Data items:
--- --- ---

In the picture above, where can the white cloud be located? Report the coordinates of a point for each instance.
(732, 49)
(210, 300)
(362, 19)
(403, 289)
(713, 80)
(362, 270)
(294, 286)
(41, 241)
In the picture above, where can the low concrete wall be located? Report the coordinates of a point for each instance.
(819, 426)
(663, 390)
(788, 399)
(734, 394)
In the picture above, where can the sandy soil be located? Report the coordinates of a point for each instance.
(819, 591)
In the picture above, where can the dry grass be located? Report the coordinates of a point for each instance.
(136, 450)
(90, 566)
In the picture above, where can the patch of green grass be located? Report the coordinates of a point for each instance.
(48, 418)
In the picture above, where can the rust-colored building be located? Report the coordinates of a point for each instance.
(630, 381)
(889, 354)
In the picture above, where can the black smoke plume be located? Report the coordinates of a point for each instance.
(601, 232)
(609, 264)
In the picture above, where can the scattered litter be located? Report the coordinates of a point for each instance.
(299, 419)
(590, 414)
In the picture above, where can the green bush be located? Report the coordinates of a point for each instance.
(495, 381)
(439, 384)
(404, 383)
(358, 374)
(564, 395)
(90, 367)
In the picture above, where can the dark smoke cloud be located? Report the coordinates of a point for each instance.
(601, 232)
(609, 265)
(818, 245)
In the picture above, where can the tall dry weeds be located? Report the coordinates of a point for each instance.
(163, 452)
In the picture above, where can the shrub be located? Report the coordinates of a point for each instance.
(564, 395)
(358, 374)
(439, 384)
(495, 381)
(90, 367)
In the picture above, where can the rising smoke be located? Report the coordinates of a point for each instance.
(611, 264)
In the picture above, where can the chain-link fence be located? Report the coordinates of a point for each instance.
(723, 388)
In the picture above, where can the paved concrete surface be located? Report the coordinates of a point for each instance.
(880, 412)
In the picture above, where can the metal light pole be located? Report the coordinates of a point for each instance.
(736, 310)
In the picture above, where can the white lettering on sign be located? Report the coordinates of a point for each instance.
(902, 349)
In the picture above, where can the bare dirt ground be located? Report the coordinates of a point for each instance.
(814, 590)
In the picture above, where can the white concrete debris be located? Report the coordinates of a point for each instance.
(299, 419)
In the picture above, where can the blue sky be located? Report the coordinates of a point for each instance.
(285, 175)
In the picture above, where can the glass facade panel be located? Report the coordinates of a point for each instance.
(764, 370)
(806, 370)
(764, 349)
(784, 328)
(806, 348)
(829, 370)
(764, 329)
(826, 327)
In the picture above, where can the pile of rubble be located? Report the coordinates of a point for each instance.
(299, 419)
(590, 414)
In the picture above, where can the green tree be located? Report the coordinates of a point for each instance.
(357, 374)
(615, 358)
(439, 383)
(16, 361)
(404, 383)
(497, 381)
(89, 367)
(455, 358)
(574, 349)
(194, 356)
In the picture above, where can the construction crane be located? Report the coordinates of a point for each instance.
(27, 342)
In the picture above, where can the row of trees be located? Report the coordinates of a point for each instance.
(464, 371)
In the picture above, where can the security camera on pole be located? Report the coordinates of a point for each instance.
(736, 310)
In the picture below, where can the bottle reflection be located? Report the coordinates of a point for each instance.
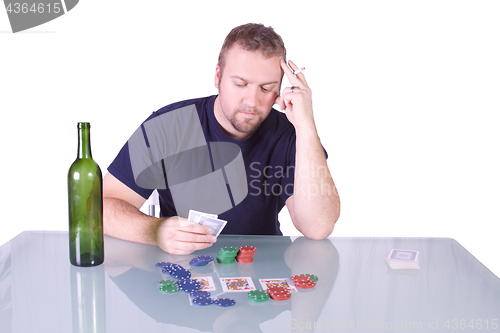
(88, 299)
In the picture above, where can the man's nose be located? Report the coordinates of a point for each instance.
(252, 97)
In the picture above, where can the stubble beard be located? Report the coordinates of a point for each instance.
(241, 124)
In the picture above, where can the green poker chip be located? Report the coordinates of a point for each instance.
(227, 255)
(258, 296)
(167, 283)
(169, 289)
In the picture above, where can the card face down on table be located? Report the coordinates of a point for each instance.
(207, 219)
(402, 259)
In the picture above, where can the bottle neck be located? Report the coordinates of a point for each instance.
(84, 140)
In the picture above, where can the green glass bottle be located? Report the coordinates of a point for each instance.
(86, 240)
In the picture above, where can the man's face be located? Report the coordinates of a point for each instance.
(248, 88)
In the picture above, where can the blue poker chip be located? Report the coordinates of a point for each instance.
(163, 264)
(200, 293)
(188, 285)
(201, 260)
(181, 274)
(225, 302)
(203, 301)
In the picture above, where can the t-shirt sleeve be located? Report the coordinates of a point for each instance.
(121, 168)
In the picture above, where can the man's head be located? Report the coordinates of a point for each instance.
(248, 76)
(253, 37)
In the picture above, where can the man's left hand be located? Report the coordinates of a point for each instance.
(296, 102)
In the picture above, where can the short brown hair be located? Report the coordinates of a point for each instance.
(253, 37)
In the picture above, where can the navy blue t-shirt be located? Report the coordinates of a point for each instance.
(269, 160)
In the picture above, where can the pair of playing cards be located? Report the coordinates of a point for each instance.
(239, 284)
(210, 220)
(402, 259)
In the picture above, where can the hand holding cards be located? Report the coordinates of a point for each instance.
(209, 220)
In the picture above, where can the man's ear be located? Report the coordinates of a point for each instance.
(217, 76)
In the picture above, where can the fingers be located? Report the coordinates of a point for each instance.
(295, 79)
(180, 236)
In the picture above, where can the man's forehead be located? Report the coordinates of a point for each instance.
(242, 78)
(253, 66)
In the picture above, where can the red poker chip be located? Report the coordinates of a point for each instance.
(277, 290)
(281, 297)
(306, 285)
(301, 278)
(244, 257)
(244, 261)
(247, 249)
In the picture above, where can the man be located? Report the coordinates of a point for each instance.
(282, 154)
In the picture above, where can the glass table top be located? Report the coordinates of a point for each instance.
(356, 290)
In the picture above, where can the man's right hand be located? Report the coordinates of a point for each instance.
(177, 235)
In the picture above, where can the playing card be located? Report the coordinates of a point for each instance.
(206, 282)
(402, 259)
(195, 216)
(285, 282)
(214, 223)
(405, 255)
(237, 284)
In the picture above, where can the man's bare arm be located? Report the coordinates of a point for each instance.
(123, 219)
(315, 205)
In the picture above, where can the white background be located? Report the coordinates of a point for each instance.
(406, 97)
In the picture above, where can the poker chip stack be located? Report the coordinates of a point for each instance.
(304, 281)
(279, 293)
(227, 255)
(245, 254)
(201, 260)
(174, 270)
(168, 286)
(258, 296)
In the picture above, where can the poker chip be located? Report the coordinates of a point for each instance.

--- --- ---

Your assignment —
Without any of the pictures, set the entries down again exactly as written.

Solution for this problem —
In the picture above, where can the white cloud be located? Report the coordinates of a point for each instance.
(732, 49)
(210, 300)
(362, 19)
(403, 289)
(713, 80)
(362, 270)
(294, 286)
(41, 241)
In the picture above, where can the low concrete wall be located? Report the coordinates of a point for each instance.
(819, 426)
(663, 390)
(788, 399)
(734, 394)
In the picture above, where can the sandy soil be located? Report the coordinates of a point for each instance.
(819, 591)
In the picture above, where can the dry grass be located? Report the coordinates of a point for each instance.
(136, 450)
(90, 566)
In the picture above, where can the patch of green grass be located? Report the coordinates of a point for each instance.
(48, 418)
In the picture above, where can the rust-colored building be located? Report the coordinates of a point for each instance.
(630, 381)
(889, 354)
In the picture above, where can the black smoke plume be located? Report the coordinates of a point for each instance.
(601, 232)
(609, 264)
In the picture above, where can the scattered litter be located? Report the coordinates of a point for each instance.
(299, 419)
(590, 414)
In the picture above, where can the green bush be located? Report the coordinates of a point for each instance.
(495, 381)
(439, 384)
(404, 383)
(358, 374)
(564, 395)
(90, 367)
In the picture above, where can the dark smoke cloud be located? Report the coordinates of a point for each instance.
(601, 232)
(609, 265)
(818, 245)
In the picture above, where can the tall dry weeds be located? Report the coordinates of a point for each instance.
(163, 452)
In the picture above, where can the shrub be located? Report the coordinates of a point for each instance.
(564, 395)
(358, 374)
(439, 384)
(495, 381)
(90, 367)
In the picture above, where can the rising smoke be located? Report the coordinates of a point for each instance.
(611, 264)
In the picture above, where can the chain-link fence be located? Report the coordinates of a point for each instance.
(723, 388)
In the picture above, where can the paved concrete surface be located? Report the coordinates of a point for each instance.
(880, 412)
In the picture above, where can the metal light pole be located? Report the coordinates of a point for each instance.
(736, 310)
In the picture above, where can the white lettering on sign be located? Report the coordinates of a point for each instance.
(902, 349)
In the picture above, where can the bare dirt ground be located? Report the coordinates of a point for each instance.
(814, 590)
In the picture above, where can the white concrete debris be located? Report the coordinates of a point for each instance.
(299, 419)
In the picture above, where can the blue sky be located? Report the coordinates of a point for each instance.
(285, 175)
In the picture above, where can the glass facade panel be located? Report the coordinates of a point for each instance.
(764, 370)
(806, 370)
(764, 349)
(784, 328)
(806, 348)
(829, 370)
(764, 329)
(826, 327)
In the picture above, where can the pile of rubble be located? Report the coordinates of a point for each instance.
(299, 419)
(590, 414)
In the picture above, where can the green tree be located? Report the coordinates of a point for each instance.
(357, 374)
(615, 358)
(439, 383)
(16, 361)
(404, 383)
(497, 381)
(89, 367)
(455, 358)
(574, 349)
(194, 356)
In the picture above, where can the construction crane be located? Report the coordinates of a point for each instance.
(27, 342)
In the picture above, where can the row of trees be located? Report the coordinates of a point for each instance.
(464, 371)
In the picture above, where can the security camera on pole be located? Report the coordinates of a point for each instance.
(736, 310)
In the picture below, where can the bottle reflection be located? Report the coordinates of a point for each instance.
(88, 299)
In the picture above, where can the man's nose be located? Report the coordinates of a point for each instance.
(252, 97)
In the picture above, where can the stubble beard be located? Report the coordinates of a point for each instance.
(241, 124)
In the picture above, where can the green poker chip be located? Report the coordinates of a point for each instance.
(227, 255)
(258, 296)
(167, 283)
(169, 289)
In the picture above, where can the card face down on table be located? Report the coordinates of a point for each instance.
(207, 219)
(402, 259)
In the picture above, where can the bottle neck be located? Report the coordinates of a point for each instance.
(84, 140)
In the picture above, where can the green glass bottle be located? Report the coordinates of a point for each instance.
(86, 240)
In the picture above, where can the man's face be located? Report the coordinates of a point for each instance.
(248, 88)
In the picture above, where can the blue poker chip be located? Report the coordinates of a point for each instance.
(163, 264)
(200, 293)
(188, 285)
(201, 260)
(181, 274)
(225, 302)
(203, 301)
In the picture above, where can the t-shirt sleeve be located? Report the coordinates of a point for each instance.
(121, 168)
In the picture above, where can the man's head be located? Report the coordinates of a point for each instance.
(248, 76)
(253, 37)
In the picture above, where can the man's left hand be located? Report the coordinates of a point for each instance.
(296, 102)
In the picture above, where can the short brown hair be located? Report the coordinates of a point for each instance.
(253, 37)
In the picture above, where can the navy blue t-shirt be located? Report the coordinates of a point for each instance.
(269, 160)
In the picture above, where can the pair of playing cards be located? Report the coordinates of a point for each instance.
(239, 284)
(210, 220)
(402, 259)
In the picture above, where can the hand holding cards be located? Report the coordinates of a point for each instance.
(209, 220)
In the picture above, where can the man's ear be located? Report the coordinates of a point for each instance.
(217, 76)
In the picture above, where can the fingers be located? Report the coordinates of a point for each instance.
(295, 79)
(180, 236)
In the picture above, where can the man's forehead be located? Report the coordinates of a point for each instance.
(242, 78)
(253, 66)
In the picture above, where can the red poker chip be located? Report the coordinates of a point for each instance.
(277, 290)
(281, 297)
(306, 285)
(301, 278)
(244, 257)
(244, 261)
(247, 249)
In the picture above, where can the man be located? Report the coordinates of a point for each instance.
(282, 154)
In the picture above, where can the glass table top be located? Report the coordinates of a point for each instance.
(356, 290)
In the picture above, where can the man's right hand be located? Report the coordinates of a point for each instance.
(177, 235)
In the picture above, where can the playing card be located? Report the coordinates of a point for each instance.
(206, 282)
(402, 259)
(195, 216)
(285, 282)
(214, 223)
(405, 255)
(237, 284)
In the picture above, where can the man's bare arm be located? Report the coordinates of a point for each instance.
(123, 219)
(315, 205)
In the picture above, where can the white background be located? Report the coordinates of a point for each instance.
(406, 97)
In the picture above, where can the poker chip stack be located? Report the coordinates of a point for each instance.
(304, 281)
(279, 293)
(227, 255)
(245, 254)
(201, 260)
(174, 270)
(168, 286)
(258, 296)
In the picture above, where can the poker chip be located? Report the coordinates of a point for each instance.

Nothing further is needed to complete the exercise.